SG&A expenses were $208 million in the third quarter of 2013 compared to $206 million in the third quarter of 2012. The increase from last year resulted primarily from higher bad debt charges, mainly in Brazil, and the favorable impact of the devaluation of the Brazilian real and Argentine peso on the translation of local currency costs into U.S. dollars.

Foreign exchange gains were $38 million in the third quarter of 2013 compared to gains of $32 million in the same period of 2012. These foreign exchange gains relate primarily to the weakness in the Brazilian real during the quarter.

Other income (expenses)-net was income of $10 million in the third quarter of 2013 compared to a loss of $1 million in the same period of 2012. The income in the third quarter of 2013 relates primarily to a gain of $8 million on the sale of our investment in a biofuels company in North America.

Noncontrolling interests represents (income) loss attributed to the noncontrolling interest holders in joint venture operations that are consolidated in our financial statements.

Segment EBIT decreased by $80 million to $326 million in the third quarter of 2013 from $406 million in the third quarter of 2012 as a result primarily of the 19% lower gross profit.

Sugar and Bioenergy Segment - Sugar and Bioenergy segment net sales decreased $389 million (26%) compared to the third quarter of 2012. The decline in sales was driven by a significant decline in prices, particularly sugar. Sugar production volumes in our industrial operations also contributed to the lower net sales with lower ATR (sugar content in the processed cane) during the period although crushing volumes increased. Merchandising volumes were 6% higher than last year's third quarter.

Cost of goods sold decreased 23% in the third quarter of 2013 compared to the same period of 2012 driven by the impact of the decline in average sugar prices on our trading and merchandising business. Cost of goods sold in 2013 includes approximately $15 million of charges relating to land that we did not harvest or plant this year due to the wet weather conditions.

■ ■ ■ ■ ■ ■ ■

> _Required actions_:
1. Answer these from the third-quarter results excerpt:
(a) What were SG&A expenses in the third quarter of 2013?
(b) How large was the gain on the sale of the investment in a biofuels company in North America?
(c) By what percentage were merchandising volumes higher than in last year's third quarter?
2. Could you retype the part of the third-quarter results excerpt that opens with the words containing "Other income (expenses)-net" and closes with "lower gross profit."?
3. Can you extend the third-quarter results excerpt, picking up after its final sentence?

■ ■ ■ ■ ■ ■ ■

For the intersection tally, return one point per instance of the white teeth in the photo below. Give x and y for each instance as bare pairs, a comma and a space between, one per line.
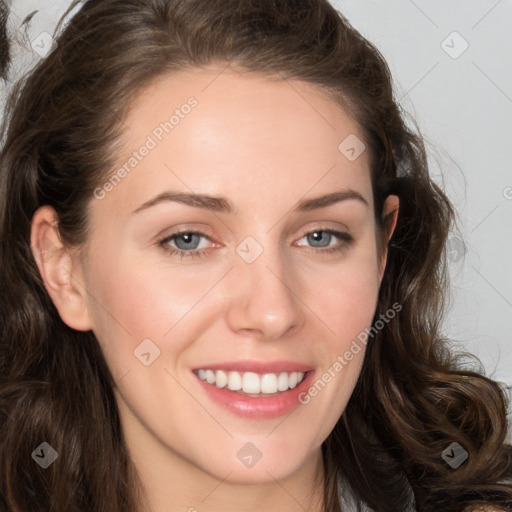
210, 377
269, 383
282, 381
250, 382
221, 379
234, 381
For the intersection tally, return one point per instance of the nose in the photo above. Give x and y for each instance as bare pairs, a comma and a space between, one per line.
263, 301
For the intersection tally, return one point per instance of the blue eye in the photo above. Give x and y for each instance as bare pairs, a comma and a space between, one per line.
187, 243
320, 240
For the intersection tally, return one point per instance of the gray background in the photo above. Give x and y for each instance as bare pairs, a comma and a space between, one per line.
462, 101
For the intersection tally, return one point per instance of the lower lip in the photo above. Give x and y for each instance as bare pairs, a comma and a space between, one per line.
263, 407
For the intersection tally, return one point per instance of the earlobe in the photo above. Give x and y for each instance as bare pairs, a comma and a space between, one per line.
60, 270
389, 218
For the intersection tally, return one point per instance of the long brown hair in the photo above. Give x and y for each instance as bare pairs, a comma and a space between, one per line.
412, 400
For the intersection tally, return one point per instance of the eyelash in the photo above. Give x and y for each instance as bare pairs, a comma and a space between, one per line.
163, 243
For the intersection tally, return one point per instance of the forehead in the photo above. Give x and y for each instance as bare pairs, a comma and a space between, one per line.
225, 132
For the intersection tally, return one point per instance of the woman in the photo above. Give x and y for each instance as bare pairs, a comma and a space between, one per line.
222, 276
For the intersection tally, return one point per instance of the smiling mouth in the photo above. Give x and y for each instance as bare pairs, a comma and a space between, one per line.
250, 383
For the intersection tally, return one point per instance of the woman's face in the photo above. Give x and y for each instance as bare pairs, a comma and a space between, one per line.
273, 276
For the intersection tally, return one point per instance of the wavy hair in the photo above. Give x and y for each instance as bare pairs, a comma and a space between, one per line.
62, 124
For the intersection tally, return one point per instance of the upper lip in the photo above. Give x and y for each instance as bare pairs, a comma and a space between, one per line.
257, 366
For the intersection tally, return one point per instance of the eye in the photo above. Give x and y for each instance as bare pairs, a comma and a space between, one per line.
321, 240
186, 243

■ ■ ■ ■ ■ ■ ■

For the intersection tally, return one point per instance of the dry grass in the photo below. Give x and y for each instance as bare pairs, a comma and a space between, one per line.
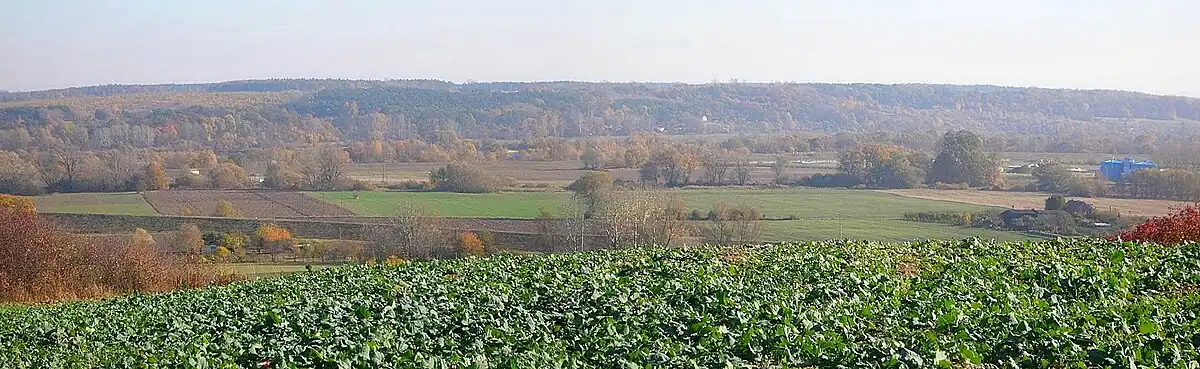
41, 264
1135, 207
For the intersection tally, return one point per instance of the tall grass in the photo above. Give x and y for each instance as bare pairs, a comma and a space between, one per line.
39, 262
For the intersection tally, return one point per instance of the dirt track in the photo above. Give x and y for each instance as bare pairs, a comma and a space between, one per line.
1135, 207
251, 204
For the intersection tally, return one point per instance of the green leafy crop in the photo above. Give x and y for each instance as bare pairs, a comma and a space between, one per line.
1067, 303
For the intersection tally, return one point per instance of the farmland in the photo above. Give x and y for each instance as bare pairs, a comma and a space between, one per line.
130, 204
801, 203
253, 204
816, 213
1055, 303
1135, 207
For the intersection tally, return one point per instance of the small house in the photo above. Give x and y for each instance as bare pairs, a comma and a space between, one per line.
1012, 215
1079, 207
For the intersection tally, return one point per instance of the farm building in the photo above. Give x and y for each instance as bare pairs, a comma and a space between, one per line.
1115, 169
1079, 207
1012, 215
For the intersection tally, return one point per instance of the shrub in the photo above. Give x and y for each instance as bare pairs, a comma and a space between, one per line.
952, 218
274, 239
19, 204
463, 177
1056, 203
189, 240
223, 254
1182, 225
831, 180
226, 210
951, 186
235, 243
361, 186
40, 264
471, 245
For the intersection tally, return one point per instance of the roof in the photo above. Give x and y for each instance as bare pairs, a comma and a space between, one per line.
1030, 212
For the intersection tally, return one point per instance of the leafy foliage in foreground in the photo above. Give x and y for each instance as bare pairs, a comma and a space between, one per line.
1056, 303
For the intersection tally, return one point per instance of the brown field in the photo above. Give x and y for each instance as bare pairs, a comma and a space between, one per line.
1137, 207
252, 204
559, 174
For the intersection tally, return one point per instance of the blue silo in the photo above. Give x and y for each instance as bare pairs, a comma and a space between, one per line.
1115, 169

■ ■ ■ ■ ■ ■ ■

> _Outputs for the tasks_:
1.
(a) $208 million
(b) $8 million
(c) 6%

2.
Other income (expenses)-net was income of $10 million in the third quarter of 2013 compared to a loss of $1 million in the same period of 2012. The income in the third quarter of 2013 relates primarily to a gain of $8 million on the sale of our investment in a biofuels company in North America.

Noncontrolling interests represents (income) loss attributed to the noncontrolling interest holders in joint venture operations that are consolidated in our financial statements.

Segment EBIT decreased by $80 million to $326 million in the third quarter of 2013 from $406 million in the third quarter of 2012 as a result primarily of the 19% lower gross profit.

3.
Gross profit decreased by $52 million to $(2) million in the third quarter of 2013 from $50 million in the comparable period of 2012 primarily as a result of lower sugar prices and charges during the quarter related to land that we did not harvest or plant this year due to wet weather. Gross profit benefited from solid risk management performance in our merchandising business.

SG&A expenses were $40 million in the third quarter of 2013 compared to $69 million in the third quarter of 2012. SG&A for the third quarter of 2012 included a $29 million charge for impairment of a loan receivable from a North American corn ethanol joint venture.

Foreign exchange gains (losses) in the third quarters of 2013 and 2012 was a gain of $2 million and loss of $15 million, respectively, and related primarily to the Brazilian real.

Other income (expenses)-net was a gain of $1 million in the third quarter of 2013 compared to a loss of $(13) million in the same quarter of 2012. Other income (expense), net for the third quarter of 2012 included a $10 million charge for impairment of an equity investment in a North American corn ethanol joint venture.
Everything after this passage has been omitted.